--- DIRECTIONS ---
From the Monaco–PSG match report below, return word for word the part that opens with the words containing "If the Ultras" and closes with "highly-talented PSG unit.".

--- GIVEN TEXT ---
◇ ◇ ◇ ◇
If the Ultras had been present from the beginning, they would have witnessed a Monaco team that was unrecognisable to the limp side that has taken to the field in recent weeks. Having only secured one win in the past eight matches, the player’s confidence clearly hadn’t been extinguished, as Monaco pressed a highly-talented PSG unit.
Although Lionel Messi was absent through illness, PSG still boasted a frighteningly strong line-up including former Monaco man Kylian Mbappe, who was roundly booed throughout the match.
For PSG, the issue was getting the ball up to their world class attacking unit, as Wissam Ben Yedder, Gelson Martins and co. pressed effectively in the opposition third. It was his diligent work that almost opened the scoring, his interception and subsequent pass to Jean Lucas wasn’t finished by the latter with the goal at his mercy. A last-ditch tackle from the recovering Leandro Paredes was enough to steer the ball just wide.
Another half-chance fell to Jean Lucas and then to Youssouf Fofana, and one had the impression that if they had fallen to the prolific Ben Yedder, that the match could already have been settled as a contest.
◇ ◇ ◇ ◇
--- EXTRACTED RECORDS ---
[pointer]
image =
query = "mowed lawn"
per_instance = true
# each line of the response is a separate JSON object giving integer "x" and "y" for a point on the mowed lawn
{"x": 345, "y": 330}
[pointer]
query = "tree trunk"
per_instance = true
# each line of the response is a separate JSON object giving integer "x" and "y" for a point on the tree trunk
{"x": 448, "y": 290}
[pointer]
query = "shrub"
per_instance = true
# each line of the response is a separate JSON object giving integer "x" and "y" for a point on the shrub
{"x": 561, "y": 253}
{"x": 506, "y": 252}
◇ ◇ ◇ ◇
--- EXERCISE ANSWER ---
If the Ultras had been present from the beginning, they would have witnessed a Monaco team that was unrecognisable to the limp side that has taken to the field in recent weeks. Having only secured one win in the past eight matches, the player’s confidence clearly hadn’t been extinguished, as Monaco pressed a highly-talented PSG unit.